# Base for Porter Cable 7399



## Jack Wilson (Mar 14, 2010)

I have a Porter Cable 7399, which I purchased YEARS ago as a cutout tool. It came without a base of any kind, and after sitting idle for a decade or so I am thinking of getting a base for it so that I can use it as a laminate trimmer, (the router was idle, not me). After a brief google search I have come up short. Does anyone know of a place to get my hands on a base for this small router?

Thanks,
Jack


----------



## bobj3 (Jan 17, 2006)

Hi Jack

You may want to check out the links below

Porter Cable 7309 Standard Base - 7309 at Toolsforless.com

Porter Cable 7399 - Google Product Search

========





Jack Wilson said:


> I have a Porter Cable 7399, which I purchased YEARS ago as a cutout tool. It came without a base of any kind, and after sitting idle for a decade or so I am thinking of getting a base for it so that I can use it as a laminate trimmer, (the router was idle, not me). After a brief google search I have come up short. Does anyone know of a place to get my hands on a base for this small router?

Lines of data:
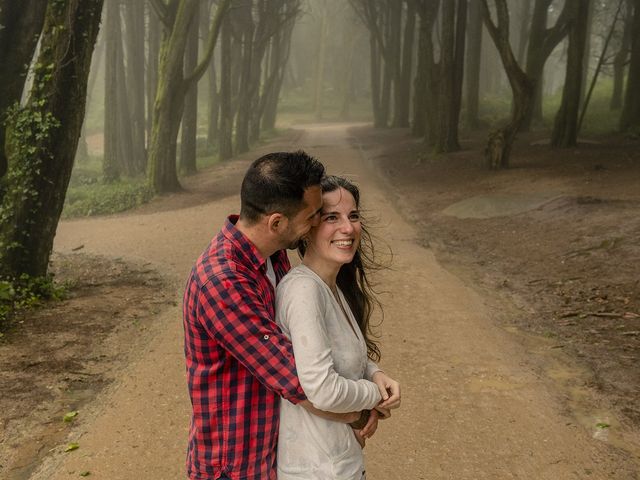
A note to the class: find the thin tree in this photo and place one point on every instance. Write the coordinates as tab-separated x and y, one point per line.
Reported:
188	132
472	68
21	24
43	136
172	87
501	140
565	129
630	117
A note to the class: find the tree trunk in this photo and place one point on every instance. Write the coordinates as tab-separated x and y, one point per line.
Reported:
501	141
523	34
21	26
620	60
244	20
630	118
135	33
565	130
320	63
153	55
403	96
172	88
190	114
445	93
111	163
225	149
472	69
43	137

• _Required actions_
(1) In the forum thread, do these statements agree with the text? (a) The Porter Cable 7399 was originally bought as a cutout tool. (b) The 7399 came with a standard base. (c) A brief Google search turned up a source for a base. For each, answer yes or no and quote the deciding words.
(2) According to the forum thread, what does Jack want to use the 7399 as once he has a base?
(3) Rewrite the forum thread paragraph beginning "I have a Porter Cable 7399" more briefly, keeping its main facts.

• _Solutions to the problems_
(1)
(a) Yes: "which I purchased YEARS ago as a cutout tool"
(b) No: "It came without a base of any kind"
(c) No: "After a brief google search I have come up short."

(2) A laminate trimmer.

(3) Jack bought a Porter Cable 7399 years ago as a cutout tool, and it came with no base. The router sat idle for about a decade. He now wants a base so he can use it as a laminate trimmer. A brief Google search found nothing, so he asks where he can get one.